Your task:
Edit the data below so that every "stat-sheet reference" becomes "scoring guide", and change nothing else. Leave the pictures out of your answer.

════════════════════

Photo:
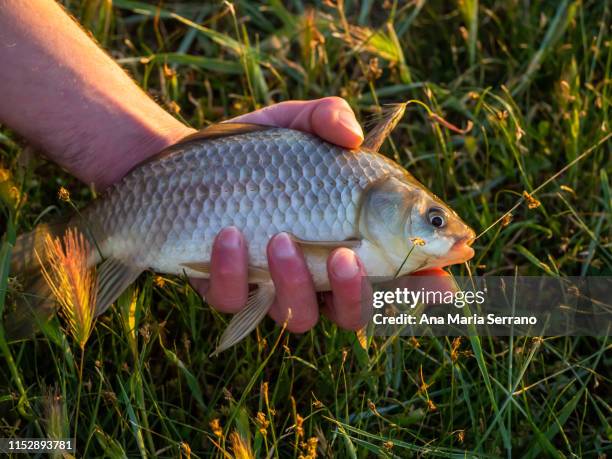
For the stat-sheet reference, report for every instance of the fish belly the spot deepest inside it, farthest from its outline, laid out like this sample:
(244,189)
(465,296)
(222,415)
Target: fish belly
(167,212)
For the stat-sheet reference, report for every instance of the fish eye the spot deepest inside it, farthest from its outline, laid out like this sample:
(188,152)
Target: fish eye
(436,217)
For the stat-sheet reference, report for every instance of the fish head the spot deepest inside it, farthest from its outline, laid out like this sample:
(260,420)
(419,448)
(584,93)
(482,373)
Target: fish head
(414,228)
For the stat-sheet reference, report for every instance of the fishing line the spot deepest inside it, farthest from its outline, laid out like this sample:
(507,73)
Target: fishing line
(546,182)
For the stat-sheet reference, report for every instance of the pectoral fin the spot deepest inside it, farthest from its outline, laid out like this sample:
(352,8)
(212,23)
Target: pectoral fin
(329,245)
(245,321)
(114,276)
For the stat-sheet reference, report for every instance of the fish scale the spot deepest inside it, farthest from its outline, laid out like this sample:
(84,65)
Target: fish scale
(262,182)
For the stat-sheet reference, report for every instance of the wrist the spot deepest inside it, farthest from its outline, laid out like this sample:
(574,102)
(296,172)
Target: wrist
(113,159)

════════════════════

Reply:
Photo:
For the scoring guide, report for every instance of the fish belly the spot deepest inside it, farthest from its outline, laid out like this sample:
(244,189)
(465,296)
(222,415)
Target: fish belly
(167,212)
For the scoring guide, report for every instance of the fish eye the spot deepest inside it, farthest from its outline, laid out like this sample:
(188,152)
Target: fish eye
(436,217)
For the scoring guide, report for every instance of the fish head the spot deepest inside it, farthest from its outline, laid out like this sample:
(260,420)
(419,448)
(584,93)
(482,373)
Target: fish head
(414,228)
For the scoring guide, report for every instance of the fishing line the spot deepest inside it, farthest from its outline, laid out like this sample:
(507,73)
Target: fishing line
(546,182)
For the scoring guide, report for every instance of the pectoral fin the spot deepest inside it, farthest from its outline, laid out like this sample:
(352,8)
(212,23)
Target: pectoral fin
(329,245)
(245,321)
(114,276)
For the scoring guide, report for every instance of the fish scale the spot deepest inside it, farthest from its outline, laid out like this sample:
(84,65)
Target: fish scale
(262,182)
For the scoring guide, report for every instance of the wrist the spot deepest inside it, farthest from its outline, laid out like this sample:
(574,102)
(296,172)
Target: wrist
(113,159)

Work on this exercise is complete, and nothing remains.